Irak: à Mossoul, reconstruire pour revivre (reportage)
L’Unesco réhabilite deux lieux de culte endommagés pendant l’occupation par l’Etat islamique, l’église Notre-Dame de l’Heure, que les djihadistes avaient transformée en tribunal, et la mosquée al-Nouri, où Abou Bakr al-Baghdadi a annoncé la création du califat, en 2014. Deux reconstructions attendues comme une renaissance par la population.
Depuis les bords du Tigre, la vue sur la partie ouest de Mossoul est saisissante. C’est ici, dans la vieille ville, que s’est déroulé, à partir d’octobre 2006, un des épisodes militaires les plus sanglants de ce siècle. Pendant neuf mois, l’armée irakienne avancera péniblement, rue par rue, afin de déloger les combattants de l’Etat islamique qui s’y étaient retranchés. Une tâche qui n’avait rien de simple: les djihadistes venaient d’envoyer des milliers de civils vers les lignes de front, pendant haut et court sur la place publique celles et ceux qui tentaient de fuir. De cette période sombre, il reste les témoignages de survivants, des chiffres – 600 000 déplacés rien que sur cette seule rive ouest -, des images insoutenables, et une immense blessure collective.
Cela a été une déchirure. Sans le minaret penché de la mosquée al-Nouri, Mossoul n’était définitivement plus la même.
Alors, une fois le pont qui enjambe le fleuve traversé, le poids de l’histoire envahit le visiteur. Quatre années de paix n’ont pas suffi à redonner au vieux Mossoul son visage passé, tant s’en faut. Partout, des bâtiments éventrés vomissent des tonnes de gravats, dans lesquels viennent parfois se greffer une chaussure, un jouet, une photo. Si le long des grands axes le commerce a repris ses droits, la majorité des habitations, elles, sont toujours ouvertes aux quatre vents. Inévitablement, les regards se tournent vers l’église Notre-Dame de l’Heure et vers la mosquée al-Nouri. Elles sont là, au milieu de ce champ de ruines, ravagées, meurtries, mais encore debout. « Un cadeau de Dieu », répond Bachar en montrant le ciel avec son index. Ce quadragénaire mossouliote se souvient avoir vu débarquer les djihadistes chez lui un matin de 2014, lui intimant de quitter son domicile avec sa famille « avant midi ».

→ Contenu des données
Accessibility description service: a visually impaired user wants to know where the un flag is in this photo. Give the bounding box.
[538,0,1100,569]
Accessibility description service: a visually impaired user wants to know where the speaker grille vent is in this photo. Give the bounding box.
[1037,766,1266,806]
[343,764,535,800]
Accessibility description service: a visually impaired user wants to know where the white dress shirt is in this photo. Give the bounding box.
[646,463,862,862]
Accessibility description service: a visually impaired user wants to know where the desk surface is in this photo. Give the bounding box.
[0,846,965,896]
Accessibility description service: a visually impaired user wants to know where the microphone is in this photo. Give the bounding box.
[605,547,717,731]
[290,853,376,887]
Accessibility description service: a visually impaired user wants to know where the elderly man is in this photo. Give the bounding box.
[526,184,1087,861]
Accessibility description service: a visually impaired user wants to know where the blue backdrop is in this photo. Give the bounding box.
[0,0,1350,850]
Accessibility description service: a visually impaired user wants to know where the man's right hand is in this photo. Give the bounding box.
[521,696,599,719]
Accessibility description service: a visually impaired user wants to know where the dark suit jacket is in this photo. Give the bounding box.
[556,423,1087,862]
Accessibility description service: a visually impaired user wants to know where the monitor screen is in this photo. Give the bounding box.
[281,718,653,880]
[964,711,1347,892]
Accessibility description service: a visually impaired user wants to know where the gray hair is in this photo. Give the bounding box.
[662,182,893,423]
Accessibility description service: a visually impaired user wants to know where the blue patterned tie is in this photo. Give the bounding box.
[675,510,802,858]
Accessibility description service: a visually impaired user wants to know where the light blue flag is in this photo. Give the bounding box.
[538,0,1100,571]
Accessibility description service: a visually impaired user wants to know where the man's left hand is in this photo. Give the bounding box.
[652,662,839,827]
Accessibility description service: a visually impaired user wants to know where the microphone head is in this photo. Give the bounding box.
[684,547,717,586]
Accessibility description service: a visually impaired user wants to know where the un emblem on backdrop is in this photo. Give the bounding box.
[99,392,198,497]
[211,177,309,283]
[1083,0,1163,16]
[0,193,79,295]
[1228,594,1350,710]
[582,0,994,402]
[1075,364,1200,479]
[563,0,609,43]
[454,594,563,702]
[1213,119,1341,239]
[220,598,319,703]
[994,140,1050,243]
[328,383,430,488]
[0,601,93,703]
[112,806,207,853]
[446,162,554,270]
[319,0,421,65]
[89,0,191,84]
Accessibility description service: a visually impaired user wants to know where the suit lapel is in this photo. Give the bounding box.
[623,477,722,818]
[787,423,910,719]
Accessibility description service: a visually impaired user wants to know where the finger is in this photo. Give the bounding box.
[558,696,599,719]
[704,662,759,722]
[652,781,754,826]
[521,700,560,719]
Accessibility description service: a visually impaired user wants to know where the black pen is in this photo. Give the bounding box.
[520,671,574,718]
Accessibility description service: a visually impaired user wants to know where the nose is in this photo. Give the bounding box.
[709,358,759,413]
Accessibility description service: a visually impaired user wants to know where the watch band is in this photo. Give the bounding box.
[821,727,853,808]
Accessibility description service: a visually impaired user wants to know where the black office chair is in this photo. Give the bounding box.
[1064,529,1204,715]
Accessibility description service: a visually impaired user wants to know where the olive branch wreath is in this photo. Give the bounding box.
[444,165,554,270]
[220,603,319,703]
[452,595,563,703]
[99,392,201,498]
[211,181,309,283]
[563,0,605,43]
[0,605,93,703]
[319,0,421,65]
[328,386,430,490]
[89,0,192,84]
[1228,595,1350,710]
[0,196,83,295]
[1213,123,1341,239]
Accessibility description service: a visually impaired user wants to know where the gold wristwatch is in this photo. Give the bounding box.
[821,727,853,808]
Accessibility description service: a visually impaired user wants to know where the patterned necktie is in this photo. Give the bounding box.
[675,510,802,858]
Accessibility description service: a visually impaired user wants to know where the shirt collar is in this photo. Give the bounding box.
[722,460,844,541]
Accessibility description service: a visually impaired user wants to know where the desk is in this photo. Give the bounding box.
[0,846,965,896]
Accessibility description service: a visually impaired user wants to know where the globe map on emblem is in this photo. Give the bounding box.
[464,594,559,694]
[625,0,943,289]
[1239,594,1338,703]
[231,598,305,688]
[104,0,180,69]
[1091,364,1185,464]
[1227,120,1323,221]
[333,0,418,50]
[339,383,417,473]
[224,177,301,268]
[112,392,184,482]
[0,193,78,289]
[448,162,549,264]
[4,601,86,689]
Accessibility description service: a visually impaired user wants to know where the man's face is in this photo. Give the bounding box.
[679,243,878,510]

→ Consignes
1. Dans le reportage sur Mossoul, relevez les objets qui, d'après le texte, viennent parfois se mêler aux gravats des bâtiments éventrés.
2. Poursuivez le reportage sur Mossoul à partir de sa dernière phrase.
Les enregistrements ne sont d'aucune utilité ici.

→ Réponses
1. Une chaussure, un jouet, une photo.

2.
Prestige et orgueil
Alors que la reconstruction s’effectue sur le temps long, l’église et la mosquée sont en train d’être réhabilitées sous la direction de l’Organisation des Nations unies pour l’éducation, la science et la culture (Unesco). Et si l’idée de remettre debout des lieux saints avant le reste du quartier pourrait paraître, en certaines circonstances, inadéquate, cette démarche semble faire ici l’unanimité. « Nous en avons besoin, et vite. C’est important pour tout le monde », clame un commerçant, à quelques mètres de l’entrée de l’église. Et pour cause. Le prestige de Mossoul, ville carrefour au croisement des mondes arabe, kurde, perse et turc, s’est aussi en partie bâti autour de ces deux édifices autant voisins que singuliers. Car dans la deuxième ville d’Irak – 1,6 million d’habitants – chrétiens, musulmans et même yézidis ont, jusqu’au début des années 2000, vécu ensemble, dans des quartiers mixtes. Plus qu’une fierté, un orgueil.
A l’angle des deux axes majeurs de la vieille ville se dresse l’église Notre-Dame de l’Heure. Construite entre 1856 et 1873 par des chrétiens et des musulmans mossouliotes sous l’impulsion des frères dominicains, elle se trouve à un endroit stratégique, au centre des regards et de la vie de la cité. Omar al-Taweel, ingénieur et coordinateur de projet pour l’Unesco, détaille: « Tout le monde connaît cette église, elle a donné son nom au quartier. On l’appelle al-Saa’a (NDLR: l’heure en arabe) ou Notre-Dame de l’Heure, car les Français y ont apporté, en 1882, ce qui sera la première horloge de Mésopotamie, un cadeau de l’impératrice Eugénie, l’épouse de Napoléon III. »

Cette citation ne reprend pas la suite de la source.